» REQUIRED TASK: Return, unchanged, everything in the entries below from the line containing "Annotate green beret" down to the line containing "672, 49, 750, 201", including both of those lines.

» MATERIAL TO PROCESS:
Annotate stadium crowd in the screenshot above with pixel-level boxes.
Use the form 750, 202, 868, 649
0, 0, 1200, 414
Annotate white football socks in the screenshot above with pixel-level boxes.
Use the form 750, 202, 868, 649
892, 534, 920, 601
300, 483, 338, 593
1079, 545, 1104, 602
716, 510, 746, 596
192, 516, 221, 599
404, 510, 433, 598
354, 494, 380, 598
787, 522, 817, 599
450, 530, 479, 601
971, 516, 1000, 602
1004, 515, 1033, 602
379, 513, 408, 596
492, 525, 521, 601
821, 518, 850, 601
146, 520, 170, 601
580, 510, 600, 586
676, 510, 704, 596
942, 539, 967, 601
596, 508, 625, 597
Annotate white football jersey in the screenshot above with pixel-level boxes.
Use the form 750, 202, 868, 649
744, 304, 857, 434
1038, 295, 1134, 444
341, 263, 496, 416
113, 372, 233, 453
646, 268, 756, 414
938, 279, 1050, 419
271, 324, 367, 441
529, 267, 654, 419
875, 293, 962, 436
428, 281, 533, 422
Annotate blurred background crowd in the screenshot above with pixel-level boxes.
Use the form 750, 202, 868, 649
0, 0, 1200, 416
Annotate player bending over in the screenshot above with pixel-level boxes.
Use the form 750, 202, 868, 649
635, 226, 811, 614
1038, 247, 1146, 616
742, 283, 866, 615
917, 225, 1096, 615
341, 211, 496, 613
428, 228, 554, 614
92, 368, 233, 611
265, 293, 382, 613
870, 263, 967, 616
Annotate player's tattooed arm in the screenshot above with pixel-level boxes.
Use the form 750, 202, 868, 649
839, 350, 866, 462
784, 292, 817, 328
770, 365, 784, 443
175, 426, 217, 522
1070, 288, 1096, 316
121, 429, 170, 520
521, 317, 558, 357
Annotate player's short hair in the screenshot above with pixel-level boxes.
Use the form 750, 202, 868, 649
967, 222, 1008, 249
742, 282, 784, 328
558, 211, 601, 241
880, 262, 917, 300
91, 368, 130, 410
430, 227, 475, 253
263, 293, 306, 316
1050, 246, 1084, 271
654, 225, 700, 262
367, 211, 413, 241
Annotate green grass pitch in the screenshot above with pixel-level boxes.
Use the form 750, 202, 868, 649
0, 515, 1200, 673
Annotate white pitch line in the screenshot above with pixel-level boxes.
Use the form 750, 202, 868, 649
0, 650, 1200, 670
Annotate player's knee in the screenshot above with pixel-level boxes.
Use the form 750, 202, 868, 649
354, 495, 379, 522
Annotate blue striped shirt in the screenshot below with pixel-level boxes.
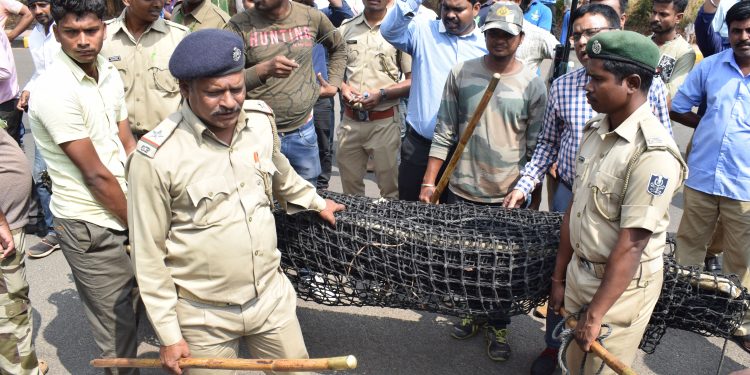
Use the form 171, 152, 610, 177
380, 0, 487, 139
672, 49, 750, 202
516, 68, 672, 196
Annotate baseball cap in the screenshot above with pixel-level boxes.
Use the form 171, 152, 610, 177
482, 1, 523, 35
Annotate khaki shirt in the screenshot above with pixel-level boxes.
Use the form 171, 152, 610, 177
339, 13, 411, 111
29, 51, 128, 230
127, 101, 325, 345
172, 0, 229, 31
570, 103, 687, 263
101, 9, 188, 131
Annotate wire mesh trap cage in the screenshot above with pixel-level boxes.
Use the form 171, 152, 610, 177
275, 191, 750, 353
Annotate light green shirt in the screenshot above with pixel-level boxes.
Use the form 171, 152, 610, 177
430, 57, 547, 203
29, 52, 128, 230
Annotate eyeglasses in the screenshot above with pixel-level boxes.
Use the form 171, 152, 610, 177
570, 27, 617, 43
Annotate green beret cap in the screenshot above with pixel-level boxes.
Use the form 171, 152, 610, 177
586, 30, 659, 71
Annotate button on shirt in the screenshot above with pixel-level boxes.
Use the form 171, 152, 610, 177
0, 30, 18, 103
339, 8, 411, 111
570, 103, 682, 263
23, 23, 60, 92
172, 0, 229, 31
516, 68, 672, 196
101, 9, 188, 131
380, 0, 487, 139
29, 52, 128, 230
128, 101, 325, 345
672, 49, 750, 201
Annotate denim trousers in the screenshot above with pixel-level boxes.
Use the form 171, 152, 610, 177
279, 118, 321, 186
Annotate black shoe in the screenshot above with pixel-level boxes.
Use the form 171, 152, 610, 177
487, 326, 510, 362
451, 316, 479, 340
705, 256, 721, 273
531, 348, 558, 375
732, 335, 750, 353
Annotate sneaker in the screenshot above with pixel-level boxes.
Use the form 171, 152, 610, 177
487, 326, 510, 362
451, 316, 479, 340
531, 348, 558, 375
26, 232, 60, 258
534, 303, 547, 319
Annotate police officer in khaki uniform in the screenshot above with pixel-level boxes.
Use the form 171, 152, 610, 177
101, 0, 188, 138
550, 31, 687, 374
128, 29, 343, 374
172, 0, 229, 31
336, 0, 411, 198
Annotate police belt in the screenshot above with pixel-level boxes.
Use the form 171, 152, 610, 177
575, 255, 664, 279
175, 285, 240, 307
344, 106, 396, 121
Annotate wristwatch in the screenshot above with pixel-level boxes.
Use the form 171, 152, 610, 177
380, 89, 388, 102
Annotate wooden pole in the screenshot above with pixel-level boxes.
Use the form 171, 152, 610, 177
430, 73, 500, 204
560, 308, 637, 375
91, 355, 357, 372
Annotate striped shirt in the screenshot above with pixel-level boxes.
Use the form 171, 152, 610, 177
515, 68, 672, 196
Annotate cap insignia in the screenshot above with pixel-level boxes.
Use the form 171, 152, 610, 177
495, 7, 511, 17
591, 40, 602, 55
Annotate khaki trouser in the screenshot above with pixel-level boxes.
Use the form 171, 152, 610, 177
53, 217, 139, 375
683, 134, 724, 257
177, 271, 309, 375
336, 106, 402, 198
0, 230, 39, 375
675, 187, 750, 336
565, 255, 664, 374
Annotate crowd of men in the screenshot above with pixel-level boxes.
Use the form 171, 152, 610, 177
0, 0, 750, 374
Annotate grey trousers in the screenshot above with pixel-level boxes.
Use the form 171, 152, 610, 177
54, 217, 138, 375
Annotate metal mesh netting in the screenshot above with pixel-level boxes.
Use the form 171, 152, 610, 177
640, 236, 750, 354
275, 192, 750, 353
276, 192, 562, 316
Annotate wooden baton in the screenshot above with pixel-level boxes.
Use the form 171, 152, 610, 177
91, 355, 357, 372
560, 308, 637, 375
430, 73, 500, 204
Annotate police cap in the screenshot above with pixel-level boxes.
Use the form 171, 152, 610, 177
586, 30, 659, 71
169, 29, 245, 81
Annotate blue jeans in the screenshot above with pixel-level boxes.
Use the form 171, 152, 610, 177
544, 181, 573, 349
32, 143, 53, 232
279, 119, 321, 186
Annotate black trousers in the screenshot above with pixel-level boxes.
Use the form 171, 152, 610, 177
398, 124, 453, 202
313, 98, 334, 189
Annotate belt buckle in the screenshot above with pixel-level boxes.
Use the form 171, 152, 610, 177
353, 109, 370, 121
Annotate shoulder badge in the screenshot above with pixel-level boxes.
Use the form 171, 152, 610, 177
646, 174, 669, 197
583, 113, 605, 132
242, 100, 273, 116
339, 12, 365, 27
640, 120, 669, 150
135, 112, 182, 159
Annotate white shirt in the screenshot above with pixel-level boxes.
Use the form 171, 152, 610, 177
23, 23, 60, 92
29, 51, 128, 230
711, 0, 739, 39
0, 0, 23, 30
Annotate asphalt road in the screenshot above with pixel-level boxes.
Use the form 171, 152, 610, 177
13, 49, 750, 375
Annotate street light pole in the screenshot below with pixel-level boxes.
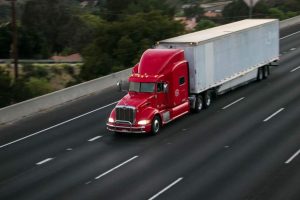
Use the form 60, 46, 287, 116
249, 0, 253, 19
7, 0, 19, 80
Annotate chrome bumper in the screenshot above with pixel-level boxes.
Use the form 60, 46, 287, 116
106, 124, 146, 133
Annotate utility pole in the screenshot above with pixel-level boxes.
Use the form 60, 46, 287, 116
249, 0, 253, 19
244, 0, 260, 19
7, 0, 19, 80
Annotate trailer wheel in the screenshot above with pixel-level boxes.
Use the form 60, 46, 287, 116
264, 66, 270, 79
151, 115, 161, 135
256, 67, 264, 81
203, 91, 212, 108
195, 95, 203, 113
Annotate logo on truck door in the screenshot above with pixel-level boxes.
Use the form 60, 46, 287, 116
175, 89, 179, 97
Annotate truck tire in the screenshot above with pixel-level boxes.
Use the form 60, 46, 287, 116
256, 67, 264, 81
194, 95, 204, 113
264, 66, 270, 79
203, 91, 212, 108
151, 115, 161, 135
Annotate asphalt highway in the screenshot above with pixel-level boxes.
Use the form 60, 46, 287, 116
0, 25, 300, 200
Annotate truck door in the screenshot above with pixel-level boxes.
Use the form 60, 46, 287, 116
173, 63, 188, 106
156, 82, 168, 110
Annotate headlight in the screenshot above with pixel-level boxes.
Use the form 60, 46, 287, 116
108, 117, 115, 123
138, 120, 150, 125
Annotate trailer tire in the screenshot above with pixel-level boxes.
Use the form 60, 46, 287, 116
203, 91, 212, 108
264, 66, 270, 79
256, 67, 264, 81
194, 95, 204, 113
151, 115, 161, 135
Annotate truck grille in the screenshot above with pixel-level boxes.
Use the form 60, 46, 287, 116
116, 106, 135, 124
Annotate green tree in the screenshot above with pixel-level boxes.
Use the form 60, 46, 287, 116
80, 11, 183, 80
25, 77, 53, 98
183, 3, 204, 18
222, 0, 269, 22
195, 19, 217, 31
0, 68, 12, 107
0, 24, 12, 58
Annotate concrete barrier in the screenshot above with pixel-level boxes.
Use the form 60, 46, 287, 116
0, 16, 300, 124
280, 16, 300, 29
0, 69, 131, 124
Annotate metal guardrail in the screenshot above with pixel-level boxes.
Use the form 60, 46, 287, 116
0, 16, 300, 124
0, 59, 83, 64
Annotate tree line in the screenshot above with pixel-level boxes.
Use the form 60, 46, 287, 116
0, 0, 300, 107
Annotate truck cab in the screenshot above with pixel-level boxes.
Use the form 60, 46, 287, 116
107, 49, 190, 134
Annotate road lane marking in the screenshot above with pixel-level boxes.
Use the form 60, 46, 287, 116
285, 149, 300, 164
36, 158, 54, 165
95, 156, 138, 179
0, 101, 118, 149
264, 108, 284, 122
280, 31, 300, 40
88, 135, 102, 142
148, 177, 183, 200
290, 66, 300, 72
222, 97, 245, 110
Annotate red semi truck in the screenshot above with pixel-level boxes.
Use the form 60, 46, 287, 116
107, 19, 279, 134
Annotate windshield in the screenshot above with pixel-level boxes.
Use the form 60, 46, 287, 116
129, 82, 155, 92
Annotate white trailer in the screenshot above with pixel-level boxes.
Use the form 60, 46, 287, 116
156, 19, 279, 95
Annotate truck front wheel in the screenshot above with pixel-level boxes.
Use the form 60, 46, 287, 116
203, 91, 211, 108
256, 67, 264, 81
151, 115, 161, 135
194, 95, 203, 113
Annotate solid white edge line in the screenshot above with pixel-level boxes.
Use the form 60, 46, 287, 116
36, 158, 54, 165
290, 66, 300, 72
285, 149, 300, 164
0, 101, 118, 149
148, 177, 183, 200
95, 156, 138, 180
264, 108, 284, 122
88, 135, 102, 142
280, 31, 300, 40
222, 97, 245, 110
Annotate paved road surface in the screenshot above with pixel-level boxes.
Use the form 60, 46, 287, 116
0, 26, 300, 200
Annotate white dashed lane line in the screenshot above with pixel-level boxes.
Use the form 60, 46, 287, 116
95, 156, 138, 179
290, 66, 300, 72
222, 97, 245, 110
149, 177, 183, 200
88, 135, 102, 142
36, 158, 54, 165
285, 149, 300, 164
264, 108, 284, 122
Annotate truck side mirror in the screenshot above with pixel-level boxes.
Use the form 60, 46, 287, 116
117, 80, 128, 92
164, 83, 169, 93
117, 80, 122, 92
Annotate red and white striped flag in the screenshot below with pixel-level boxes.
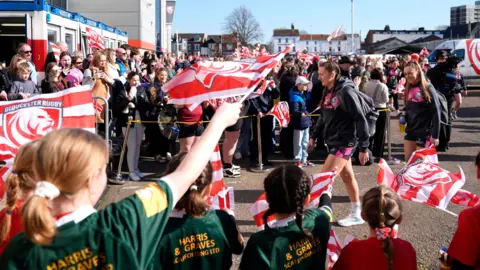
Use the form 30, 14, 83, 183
267, 101, 290, 128
0, 86, 95, 202
327, 25, 345, 41
451, 189, 480, 207
377, 147, 465, 210
419, 47, 430, 57
163, 46, 291, 105
250, 171, 337, 231
86, 27, 105, 50
50, 42, 61, 63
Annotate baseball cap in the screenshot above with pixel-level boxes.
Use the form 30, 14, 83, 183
295, 76, 310, 86
338, 56, 355, 65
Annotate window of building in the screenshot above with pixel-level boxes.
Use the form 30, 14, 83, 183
46, 0, 67, 10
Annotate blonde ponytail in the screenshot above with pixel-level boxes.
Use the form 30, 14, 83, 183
0, 141, 38, 243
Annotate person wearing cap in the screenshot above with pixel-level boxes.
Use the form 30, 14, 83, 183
338, 56, 355, 79
289, 76, 313, 167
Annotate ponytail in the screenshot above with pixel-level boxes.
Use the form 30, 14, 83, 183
378, 191, 393, 270
22, 196, 56, 245
0, 141, 38, 243
0, 172, 20, 243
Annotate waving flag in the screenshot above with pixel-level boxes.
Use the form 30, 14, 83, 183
0, 86, 95, 202
163, 46, 292, 105
377, 147, 465, 210
50, 42, 61, 63
419, 47, 430, 57
250, 171, 337, 231
267, 101, 290, 128
451, 189, 480, 207
327, 25, 345, 41
86, 27, 105, 50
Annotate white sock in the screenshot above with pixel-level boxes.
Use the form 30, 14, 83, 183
350, 202, 361, 217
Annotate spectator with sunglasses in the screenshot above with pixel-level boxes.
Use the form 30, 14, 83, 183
115, 48, 130, 76
17, 43, 37, 85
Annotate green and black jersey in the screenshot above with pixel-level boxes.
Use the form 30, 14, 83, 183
0, 180, 176, 270
240, 207, 331, 270
151, 210, 243, 270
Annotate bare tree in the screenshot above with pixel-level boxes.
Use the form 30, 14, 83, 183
223, 6, 263, 45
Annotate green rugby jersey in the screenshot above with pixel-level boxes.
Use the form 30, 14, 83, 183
240, 208, 331, 270
151, 210, 243, 270
0, 180, 176, 270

» ANSWER FOR THIS EXERCISE:
Annotate green beret cap in the screenshot above with pixel-level boxes.
Use the form 171, 152, 610, 177
586, 30, 659, 71
Annotate button on shirt in the screenshot above with pixel-level boxes.
Use the form 171, 152, 610, 177
0, 30, 18, 103
339, 8, 411, 111
570, 103, 682, 263
23, 23, 60, 92
172, 0, 229, 31
516, 68, 672, 196
101, 9, 188, 131
380, 0, 487, 139
29, 52, 128, 230
128, 101, 325, 345
672, 49, 750, 201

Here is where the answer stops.